> **DOCUMENT SOURCE**
────────

La diplomatie en éventail de la Suisse en Érythrée

© Charlotte Julie / 2015

© Charlotte Julie / 2015

 

Le Conseil fédéral souhaite «revitaliser» par étapes les relations bilatérales avec Asmara. S’opposant à une demande de l’UDC, il n’ouvrira pas immédiatement une ambassade sur place. Si l’Érythrée intéresse autant la droite nationaliste, c’est en raison de l’arrivée en Suisse chaque année d’un très grand nombre de ressortissants de ce pays.

 

Martin Bernard 26 janvier 2018

Berne renforcera sa présence diplomatique en Érythrée, mais n’ouvrira pas pour le moment une ambassade dans ce pays, comme l’avait expressément demandé l’UDC dans une motion adoptée en mars 2017. C’est en tout cas ce qu’ont décidé les membres de la Commission de politique extérieure du Conseil national, au terme de leur session de janvier, «laissant au Conseil fédéral la compétence de déterminer les besoins au niveau du réseau des représentations suisses à l’étranger».

────────

> **ÉNONCÉ 1**
Répondez aux questions suivantes à partir de l'article sur la diplomatie suisse en Érythrée.
(a) Que souhaite faire par étapes le Conseil fédéral avec Asmara ?
(b) En quel mois et en quelle année la motion de l'UDC a-t-elle été adoptée ?
(c) Quelle commission a décidé de ne pas ouvrir d'ambassade pour le moment ?
L'article et les enregistrements proviennent de sources distinctes.

────────

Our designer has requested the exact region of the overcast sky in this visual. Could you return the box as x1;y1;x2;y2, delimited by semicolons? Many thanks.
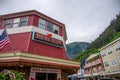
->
0;0;120;43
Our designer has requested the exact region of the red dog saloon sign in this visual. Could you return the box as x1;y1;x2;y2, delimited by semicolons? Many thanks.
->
32;32;62;48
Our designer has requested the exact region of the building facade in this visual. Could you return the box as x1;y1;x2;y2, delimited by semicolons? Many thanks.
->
84;53;104;80
0;10;79;80
100;38;120;80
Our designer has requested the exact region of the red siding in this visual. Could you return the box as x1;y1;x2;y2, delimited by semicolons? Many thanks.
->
0;33;30;52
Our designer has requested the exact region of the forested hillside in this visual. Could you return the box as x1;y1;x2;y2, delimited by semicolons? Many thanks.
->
66;42;90;59
90;14;120;49
74;14;120;62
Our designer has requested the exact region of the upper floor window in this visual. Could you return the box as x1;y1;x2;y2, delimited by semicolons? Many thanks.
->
111;59;117;65
38;19;46;29
5;19;12;28
12;18;20;27
20;17;28;26
104;61;109;67
5;17;28;28
108;48;113;54
115;44;120;51
53;25;59;34
47;22;53;32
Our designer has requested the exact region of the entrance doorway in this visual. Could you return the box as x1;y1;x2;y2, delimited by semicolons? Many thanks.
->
48;73;57;80
36;73;57;80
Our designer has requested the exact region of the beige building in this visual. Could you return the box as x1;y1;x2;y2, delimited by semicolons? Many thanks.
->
100;38;120;79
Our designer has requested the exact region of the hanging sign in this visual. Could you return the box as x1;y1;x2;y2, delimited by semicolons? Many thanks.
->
32;32;62;48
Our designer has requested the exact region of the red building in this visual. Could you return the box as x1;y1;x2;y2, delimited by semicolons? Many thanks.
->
0;10;79;80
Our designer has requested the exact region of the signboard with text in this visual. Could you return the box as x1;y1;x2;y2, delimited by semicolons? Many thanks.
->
32;32;62;48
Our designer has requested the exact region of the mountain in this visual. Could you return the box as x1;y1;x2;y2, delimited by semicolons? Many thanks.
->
74;13;120;63
66;42;90;59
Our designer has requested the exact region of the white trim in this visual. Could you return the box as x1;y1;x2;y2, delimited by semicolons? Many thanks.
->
0;26;65;44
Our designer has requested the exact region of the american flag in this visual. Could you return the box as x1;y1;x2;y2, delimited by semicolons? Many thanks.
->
0;30;10;49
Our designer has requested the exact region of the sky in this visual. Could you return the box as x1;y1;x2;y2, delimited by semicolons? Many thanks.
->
0;0;120;43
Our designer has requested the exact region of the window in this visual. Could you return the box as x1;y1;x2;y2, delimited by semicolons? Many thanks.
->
20;17;28;26
47;22;53;32
115;44;120;51
118;57;120;62
108;48;113;54
13;18;20;27
5;19;12;28
104;61;109;67
111;59;117;65
53;25;59;34
38;19;46;29
101;52;106;57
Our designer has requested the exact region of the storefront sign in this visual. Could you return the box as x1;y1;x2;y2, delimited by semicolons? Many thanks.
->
31;68;61;73
32;32;62;48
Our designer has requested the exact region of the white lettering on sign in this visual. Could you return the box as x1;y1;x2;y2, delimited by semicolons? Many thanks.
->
31;67;61;73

────────

> **ÉNONCÉ 2**
Indiquez le nombre de lignes des enregistrements qui contiennent le mot «building». Donnez uniquement ce nombre.

> **CORRIGÉ 1**
(a) «Revitaliser» les relations bilatérales avec Asmara.
(b) En mars 2017.
(c) La Commission de politique extérieure du Conseil national.

> **CORRIGÉ 2**
3